::: Texte :::

Dès l'abord, ce titre alléchant semble être une réclame ou une surprise commerciale, et pourtant il tient ce qu'il promet. C'est l'annonce loyale, l'enseigne honnête, dirait un certain chanoine d'Orléans, d'un travail important sur les ouvrages galants ou singuliers écrits par des membres du clergé. Au reste, quelques réflexions préliminaires sur la bibliographie et le rôle du bibliographe prouveront au lecteur que cette description d'écrits clérico-galants ne peut être ni un roman, ni un pamphlet, mais une histoire littéraire vraie et authentique.

La bibliographie est l'art de décrire correctement un livre. C'est, dit l'abbé J. B. Cotton des Houssayes, dans son Discours sur les devoirs et les qualités d'un bibliothécaire, c'est une connaissance exacte et raisonnée des productions de l'esprit, une science qui est comme le principe de toutes les autres, comme leur guide, qui doit les éclairer de son flambeau. Notitia librorum est dimidium studiorum, et maxima eruditionis pars, exactam librorum habere cognitionem.

::: Extraits de données :::

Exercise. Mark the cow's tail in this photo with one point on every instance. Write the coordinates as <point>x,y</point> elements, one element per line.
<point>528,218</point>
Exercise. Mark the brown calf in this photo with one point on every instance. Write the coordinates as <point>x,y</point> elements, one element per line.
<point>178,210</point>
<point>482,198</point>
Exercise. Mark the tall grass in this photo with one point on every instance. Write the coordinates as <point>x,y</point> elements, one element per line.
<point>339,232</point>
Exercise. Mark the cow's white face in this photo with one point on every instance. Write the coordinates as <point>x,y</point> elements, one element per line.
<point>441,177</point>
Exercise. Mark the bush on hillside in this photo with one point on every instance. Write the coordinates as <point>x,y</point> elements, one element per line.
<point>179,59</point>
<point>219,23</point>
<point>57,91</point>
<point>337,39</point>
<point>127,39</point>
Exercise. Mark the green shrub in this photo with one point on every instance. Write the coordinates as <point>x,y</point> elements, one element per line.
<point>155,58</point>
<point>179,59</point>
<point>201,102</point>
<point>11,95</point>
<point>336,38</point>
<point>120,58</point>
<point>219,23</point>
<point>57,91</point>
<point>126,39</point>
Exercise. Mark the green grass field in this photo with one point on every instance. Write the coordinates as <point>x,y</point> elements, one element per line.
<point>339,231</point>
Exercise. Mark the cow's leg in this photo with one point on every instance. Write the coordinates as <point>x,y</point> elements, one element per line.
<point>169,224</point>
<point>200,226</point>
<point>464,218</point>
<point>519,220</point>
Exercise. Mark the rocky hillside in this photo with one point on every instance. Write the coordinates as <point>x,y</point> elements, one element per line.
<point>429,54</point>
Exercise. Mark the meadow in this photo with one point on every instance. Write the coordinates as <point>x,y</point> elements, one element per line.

:::
::: Extraits de données :::

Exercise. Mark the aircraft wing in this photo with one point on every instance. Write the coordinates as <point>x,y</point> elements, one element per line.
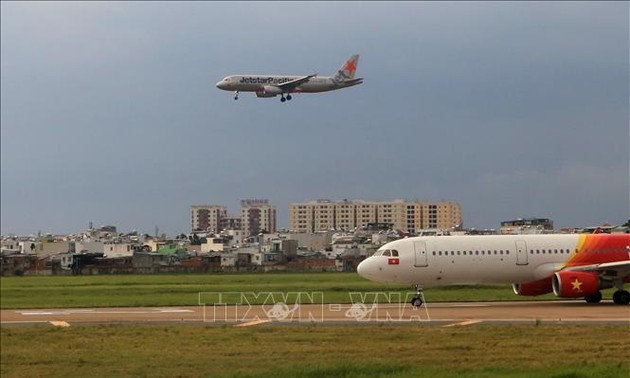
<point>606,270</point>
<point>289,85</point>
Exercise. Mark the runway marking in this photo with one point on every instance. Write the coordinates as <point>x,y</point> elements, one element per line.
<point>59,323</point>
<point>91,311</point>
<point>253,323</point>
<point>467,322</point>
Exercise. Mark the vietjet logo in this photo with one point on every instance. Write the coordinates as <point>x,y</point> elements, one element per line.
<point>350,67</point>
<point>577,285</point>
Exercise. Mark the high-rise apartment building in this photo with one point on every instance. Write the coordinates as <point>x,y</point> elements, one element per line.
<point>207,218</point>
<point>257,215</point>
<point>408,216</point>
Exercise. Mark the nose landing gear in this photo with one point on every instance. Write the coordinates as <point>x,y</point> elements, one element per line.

:::

— Tâches à réaliser —
(A) Recopiez tout le texte sur la bibliographie, depuis « La bibliographie est » jusqu'à « librorum habere cognitionem. ».
(B) Répondez à ces questions sur le texte :
(i) À qui le texte attribue-t-il l'expression « l'enseigne honnête » ?
(ii) Comment le texte définit-il la bibliographie dans sa toute première phrase à ce sujet ?
(iii) Dans quel ouvrage l'abbé J. B. Cotton des Houssayes parle-t-il de la bibliographie ?
Le matériel n'intervient en rien ici.

— Résultats —
(A)
La bibliographie est l'art de décrire correctement un livre. C'est, dit l'abbé J. B. Cotton des Houssayes, dans son Discours sur les devoirs et les qualités d'un bibliothécaire, c'est une connaissance exacte et raisonnée des productions de l'esprit, une science qui est comme le principe de toutes les autres, comme leur guide, qui doit les éclairer de son flambeau. Notitia librorum est dimidium studiorum, et maxima eruditionis pars, exactam librorum habere cognitionem.

(B)
(i) À un certain chanoine d'Orléans.
(ii) Comme l'art de décrire correctement un livre.
(iii) Dans son Discours sur les devoirs et les qualités d'un bibliothécaire.